» **Text for analysis**:
Secondly, more narrowly from an Indian vantage point, NAM was about projecting India in a normative leadership position. As Kate Sullivan de Estrada and Rajesh Basrur argue, India’s status as a leader of Third World countries during the Cold War period, and validation to its “counter-order efforts” was provided mainly by “followers India cultivated among weaker states.”
Therefore, if New Delhi is serious about making a claim to great power status and playing a key agenda-setting role in international society, it will need the support of a group of follower states that buy into its status claim and support its large-scale innovations. In this respect, SAARC and NAM still provide the two most conducive forums where such a vision could be realised. The strategic fatigue that has accumulated from name-calling and mutual recrimination with Pakistan has an easy fix—stop engaging. India can still pursue multilateral efforts for anti-terror legislations and other policy priorities without participating in these public bouts. What India needs is a de-coupling with Pakistan and a recoupling with SAARC and NAM.

» **Input data**:
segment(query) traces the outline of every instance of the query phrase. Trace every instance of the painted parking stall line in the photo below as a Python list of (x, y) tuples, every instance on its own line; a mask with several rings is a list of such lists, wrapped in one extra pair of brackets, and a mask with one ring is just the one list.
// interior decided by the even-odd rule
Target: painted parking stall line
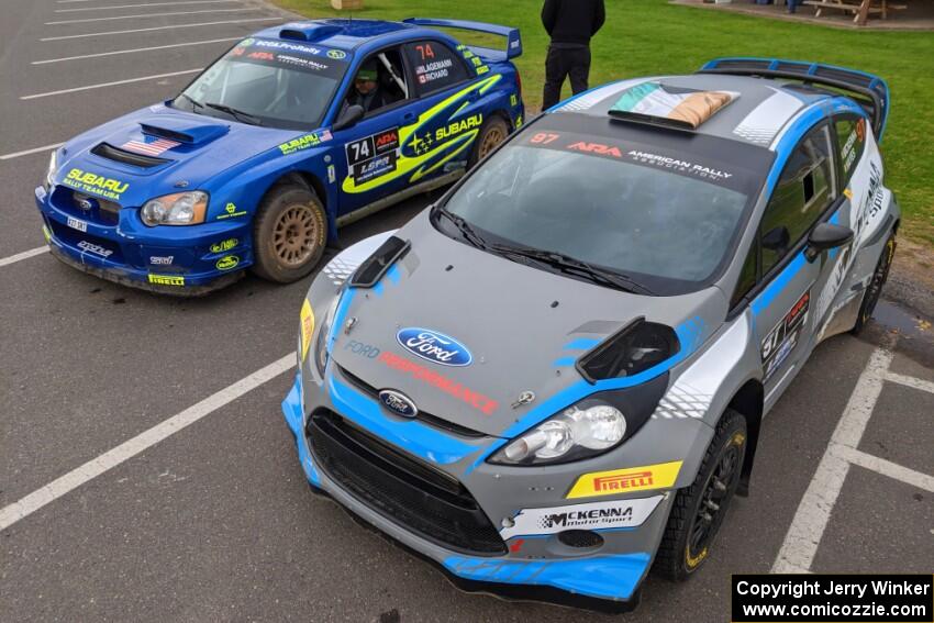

» **What is expected**:
Decide whether each statement agrees with the text on India, SAARC and NAM, answering yes or no and quoting the deciding words: (a) SAARC and NAM are named as the two most conducive forums for India's vision. (b) India should give up multilateral anti-terror efforts. (c) Validation of India's Cold War leadership came mainly from stronger states.

» **Result of the exercise**:
(a) Yes: "SAARC and NAM still provide the two most conducive forums where such a vision could be realised."
(b) No: "India can still pursue multilateral efforts for anti-terror legislations and other policy priorities without participating in these public bouts."
(c) No: "followers India cultivated among weaker states."